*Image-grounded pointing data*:
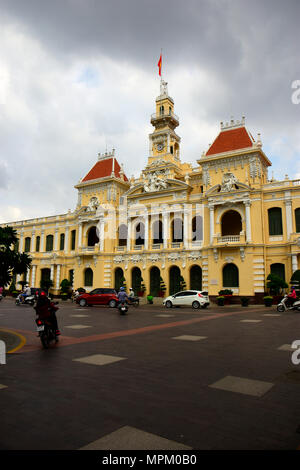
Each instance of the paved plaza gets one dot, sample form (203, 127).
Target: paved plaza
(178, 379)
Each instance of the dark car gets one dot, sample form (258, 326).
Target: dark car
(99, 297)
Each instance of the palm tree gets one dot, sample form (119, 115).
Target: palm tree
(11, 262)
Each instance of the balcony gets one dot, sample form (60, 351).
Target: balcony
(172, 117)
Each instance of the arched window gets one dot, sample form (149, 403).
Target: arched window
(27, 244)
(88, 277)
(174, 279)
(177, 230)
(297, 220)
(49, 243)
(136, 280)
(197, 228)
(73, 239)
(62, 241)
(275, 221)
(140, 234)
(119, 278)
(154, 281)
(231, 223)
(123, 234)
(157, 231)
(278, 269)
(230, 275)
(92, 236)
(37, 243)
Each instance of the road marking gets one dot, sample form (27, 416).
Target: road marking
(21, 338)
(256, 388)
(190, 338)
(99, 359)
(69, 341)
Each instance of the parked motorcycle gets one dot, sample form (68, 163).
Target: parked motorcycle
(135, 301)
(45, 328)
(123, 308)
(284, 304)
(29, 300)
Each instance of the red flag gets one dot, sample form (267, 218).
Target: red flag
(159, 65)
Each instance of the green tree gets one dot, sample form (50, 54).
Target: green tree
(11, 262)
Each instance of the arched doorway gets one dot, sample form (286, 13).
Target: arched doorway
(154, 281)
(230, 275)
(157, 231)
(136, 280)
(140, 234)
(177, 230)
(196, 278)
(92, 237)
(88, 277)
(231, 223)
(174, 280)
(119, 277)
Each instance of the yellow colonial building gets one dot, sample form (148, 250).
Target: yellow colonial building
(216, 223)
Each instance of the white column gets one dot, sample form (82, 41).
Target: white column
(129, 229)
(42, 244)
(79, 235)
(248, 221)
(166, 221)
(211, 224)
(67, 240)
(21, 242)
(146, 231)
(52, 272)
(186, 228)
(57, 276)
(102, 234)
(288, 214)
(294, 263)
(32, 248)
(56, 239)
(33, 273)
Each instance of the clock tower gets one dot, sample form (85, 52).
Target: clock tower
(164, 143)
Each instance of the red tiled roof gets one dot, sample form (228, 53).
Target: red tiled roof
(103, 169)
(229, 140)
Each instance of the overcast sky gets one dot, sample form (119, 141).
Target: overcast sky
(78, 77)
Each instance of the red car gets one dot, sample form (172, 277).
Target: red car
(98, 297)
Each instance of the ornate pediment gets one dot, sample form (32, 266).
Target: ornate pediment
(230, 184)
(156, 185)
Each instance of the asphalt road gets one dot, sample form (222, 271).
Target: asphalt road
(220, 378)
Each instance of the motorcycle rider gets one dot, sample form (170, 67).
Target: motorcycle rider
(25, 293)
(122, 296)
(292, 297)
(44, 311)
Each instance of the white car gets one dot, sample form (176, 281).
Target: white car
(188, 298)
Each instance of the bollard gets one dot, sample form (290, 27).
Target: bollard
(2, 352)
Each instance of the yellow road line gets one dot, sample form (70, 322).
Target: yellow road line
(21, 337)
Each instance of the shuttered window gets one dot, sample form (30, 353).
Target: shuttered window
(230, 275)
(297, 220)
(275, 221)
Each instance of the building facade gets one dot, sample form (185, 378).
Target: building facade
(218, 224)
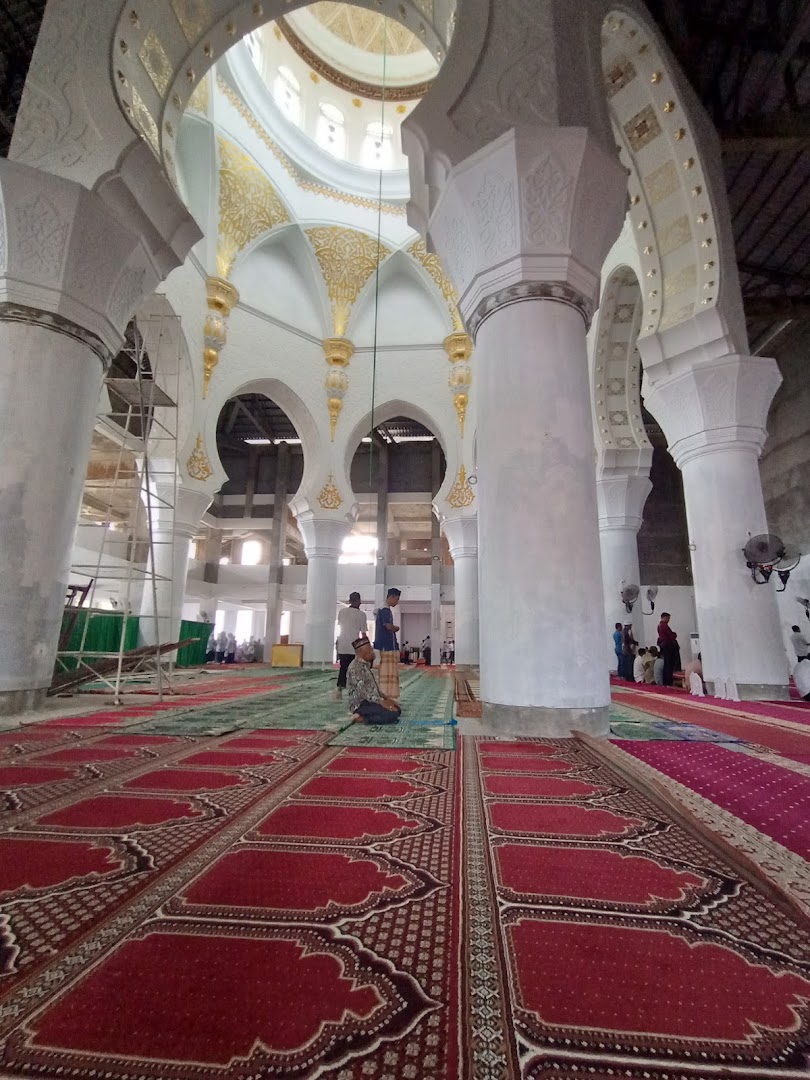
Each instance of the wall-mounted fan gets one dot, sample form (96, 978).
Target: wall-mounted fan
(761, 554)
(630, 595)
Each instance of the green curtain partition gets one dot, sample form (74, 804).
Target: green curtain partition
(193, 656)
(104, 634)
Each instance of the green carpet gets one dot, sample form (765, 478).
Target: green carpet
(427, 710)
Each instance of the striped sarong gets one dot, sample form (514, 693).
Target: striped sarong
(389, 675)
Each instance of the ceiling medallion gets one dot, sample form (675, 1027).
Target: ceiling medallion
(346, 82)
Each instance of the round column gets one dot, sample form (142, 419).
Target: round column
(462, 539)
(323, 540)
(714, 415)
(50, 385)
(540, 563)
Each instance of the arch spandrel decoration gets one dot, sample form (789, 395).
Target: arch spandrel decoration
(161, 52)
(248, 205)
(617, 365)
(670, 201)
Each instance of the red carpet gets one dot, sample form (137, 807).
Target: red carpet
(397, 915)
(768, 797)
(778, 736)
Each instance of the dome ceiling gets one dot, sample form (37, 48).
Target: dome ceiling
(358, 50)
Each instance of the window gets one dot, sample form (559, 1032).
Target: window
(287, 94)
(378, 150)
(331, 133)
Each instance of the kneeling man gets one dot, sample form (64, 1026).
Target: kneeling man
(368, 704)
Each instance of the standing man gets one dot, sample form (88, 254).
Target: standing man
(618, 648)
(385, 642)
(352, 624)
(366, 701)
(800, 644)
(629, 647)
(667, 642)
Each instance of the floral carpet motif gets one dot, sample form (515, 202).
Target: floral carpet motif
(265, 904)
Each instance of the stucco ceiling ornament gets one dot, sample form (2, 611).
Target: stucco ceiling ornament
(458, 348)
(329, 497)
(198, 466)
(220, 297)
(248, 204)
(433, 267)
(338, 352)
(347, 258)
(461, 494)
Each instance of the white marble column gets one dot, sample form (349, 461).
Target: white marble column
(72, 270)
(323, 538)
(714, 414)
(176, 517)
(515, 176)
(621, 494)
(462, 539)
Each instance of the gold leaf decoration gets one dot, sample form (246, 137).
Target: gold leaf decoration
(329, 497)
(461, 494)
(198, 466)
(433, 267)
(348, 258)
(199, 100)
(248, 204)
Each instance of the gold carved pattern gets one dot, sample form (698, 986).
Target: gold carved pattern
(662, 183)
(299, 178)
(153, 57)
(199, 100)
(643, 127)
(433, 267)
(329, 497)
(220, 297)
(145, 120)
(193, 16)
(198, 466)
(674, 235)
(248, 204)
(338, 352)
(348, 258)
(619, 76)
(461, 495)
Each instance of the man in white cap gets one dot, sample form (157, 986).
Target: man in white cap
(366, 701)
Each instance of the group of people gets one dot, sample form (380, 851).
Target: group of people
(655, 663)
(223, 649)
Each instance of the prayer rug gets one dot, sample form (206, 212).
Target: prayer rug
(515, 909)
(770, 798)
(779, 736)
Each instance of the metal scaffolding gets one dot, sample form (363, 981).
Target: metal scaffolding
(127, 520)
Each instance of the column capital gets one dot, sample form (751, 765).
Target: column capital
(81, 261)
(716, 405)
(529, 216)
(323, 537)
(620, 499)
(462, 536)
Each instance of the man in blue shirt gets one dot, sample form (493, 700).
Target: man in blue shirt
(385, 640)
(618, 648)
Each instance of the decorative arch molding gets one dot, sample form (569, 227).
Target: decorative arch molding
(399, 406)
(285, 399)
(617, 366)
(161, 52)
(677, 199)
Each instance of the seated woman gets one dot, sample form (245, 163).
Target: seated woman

==

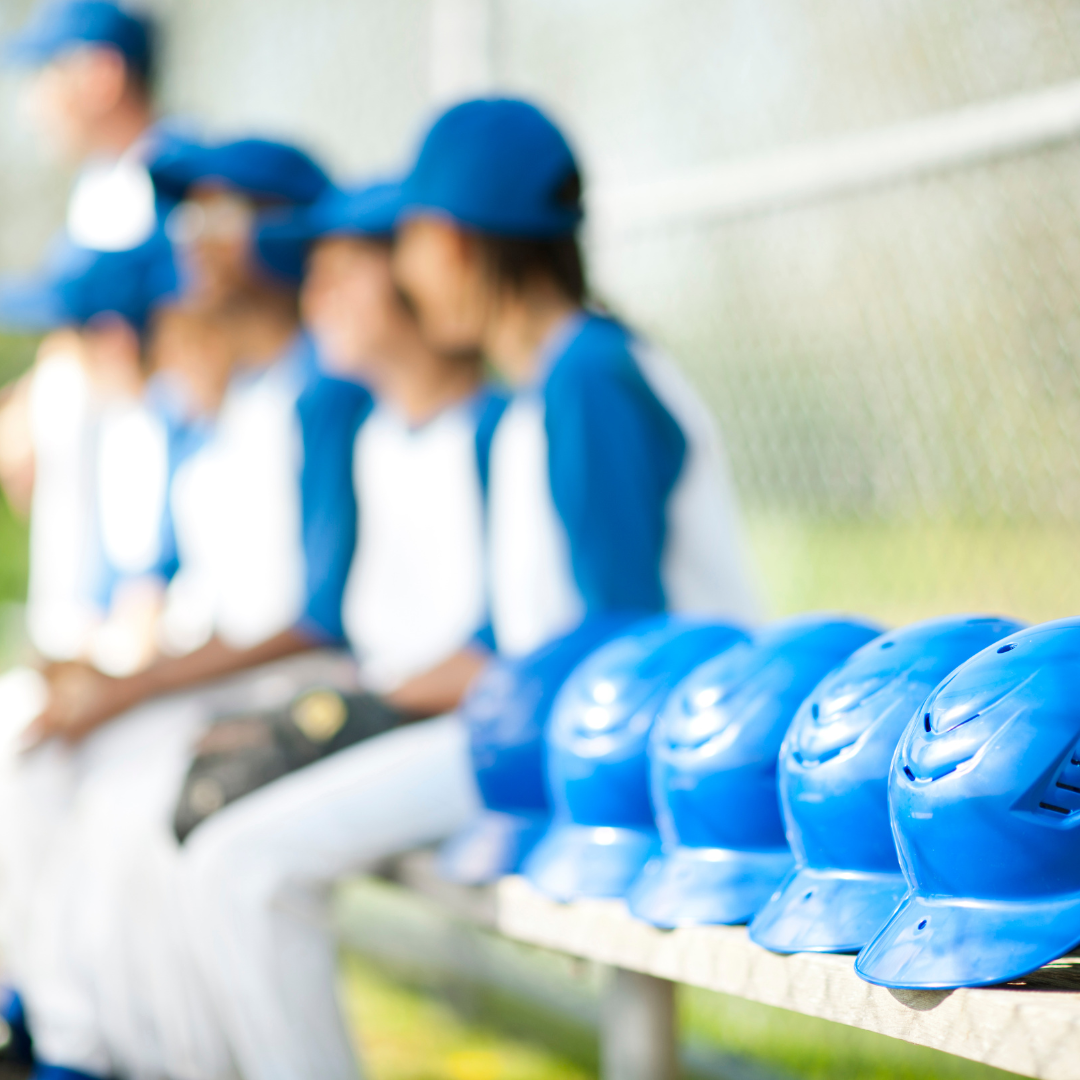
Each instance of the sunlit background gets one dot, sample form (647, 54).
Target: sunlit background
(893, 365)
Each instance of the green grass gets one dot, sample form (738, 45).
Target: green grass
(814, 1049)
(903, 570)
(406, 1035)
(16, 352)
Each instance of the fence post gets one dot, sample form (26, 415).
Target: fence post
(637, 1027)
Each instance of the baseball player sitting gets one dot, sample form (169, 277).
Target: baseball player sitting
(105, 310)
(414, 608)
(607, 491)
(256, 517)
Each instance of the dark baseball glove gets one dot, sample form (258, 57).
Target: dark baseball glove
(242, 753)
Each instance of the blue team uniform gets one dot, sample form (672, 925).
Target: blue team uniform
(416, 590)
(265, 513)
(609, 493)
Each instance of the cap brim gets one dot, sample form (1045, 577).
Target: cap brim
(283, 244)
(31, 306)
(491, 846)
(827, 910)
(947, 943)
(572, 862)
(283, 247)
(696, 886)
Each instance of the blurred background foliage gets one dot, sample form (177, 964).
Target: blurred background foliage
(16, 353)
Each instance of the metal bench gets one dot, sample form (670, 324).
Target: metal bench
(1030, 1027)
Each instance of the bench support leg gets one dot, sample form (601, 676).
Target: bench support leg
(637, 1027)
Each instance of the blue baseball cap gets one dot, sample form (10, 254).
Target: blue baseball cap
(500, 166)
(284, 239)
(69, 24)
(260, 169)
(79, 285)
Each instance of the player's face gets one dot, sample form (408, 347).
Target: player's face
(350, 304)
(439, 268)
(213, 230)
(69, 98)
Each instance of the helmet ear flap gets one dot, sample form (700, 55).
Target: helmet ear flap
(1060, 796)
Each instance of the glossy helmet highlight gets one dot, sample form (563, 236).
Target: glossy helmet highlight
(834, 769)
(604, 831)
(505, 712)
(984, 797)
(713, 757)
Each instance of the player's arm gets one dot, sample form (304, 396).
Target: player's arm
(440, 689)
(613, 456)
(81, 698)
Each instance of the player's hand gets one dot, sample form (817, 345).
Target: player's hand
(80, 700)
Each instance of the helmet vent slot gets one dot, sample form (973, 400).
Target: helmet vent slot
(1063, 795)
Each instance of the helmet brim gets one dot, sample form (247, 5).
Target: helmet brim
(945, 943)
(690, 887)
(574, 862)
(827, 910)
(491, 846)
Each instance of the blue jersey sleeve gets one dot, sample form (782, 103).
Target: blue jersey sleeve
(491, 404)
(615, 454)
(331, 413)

*Exercise requirements*: In the data above, start at the line that has "Target: palm tree", stop after the line that has "Each instance of the white column", and print every line in between exactly as it stands.

*Completed task*:
Target: palm tree
(11, 262)
Each instance of the balcony gets one dot, sample form (60, 351).
Target: balcony
(172, 117)
Each instance of the arched window gets one dot, sample form (149, 403).
Target: arched window
(27, 244)
(88, 277)
(174, 279)
(177, 230)
(297, 220)
(49, 243)
(136, 280)
(197, 228)
(73, 239)
(62, 241)
(275, 221)
(140, 234)
(119, 278)
(154, 281)
(231, 223)
(123, 234)
(157, 231)
(278, 269)
(230, 275)
(92, 236)
(37, 243)
Each instance of the road marking gets one dot, sample form (27, 416).
Target: road marking
(21, 338)
(256, 388)
(190, 338)
(99, 359)
(69, 341)
Each instance of the parked motorcycle gets one dot, sample form (68, 163).
Target: parked motorcycle
(135, 301)
(45, 328)
(123, 308)
(284, 304)
(29, 300)
Each instance of the red flag gets one dot, sample form (267, 218).
Target: red flag
(159, 65)
Each instance of the green tree gets one dot, sample form (50, 54).
Target: green tree
(11, 262)
Each instance of the arched doorway gets one dot, sample form (286, 13).
Target: arched doorway
(154, 281)
(230, 275)
(157, 231)
(136, 280)
(140, 234)
(177, 230)
(196, 278)
(92, 237)
(88, 277)
(231, 223)
(174, 280)
(119, 277)
Each instance of the yellow colonial building gets one dot, sample form (148, 250).
Target: yellow colonial building
(216, 223)
Each instance of the white column gets one dot, sample form (82, 41).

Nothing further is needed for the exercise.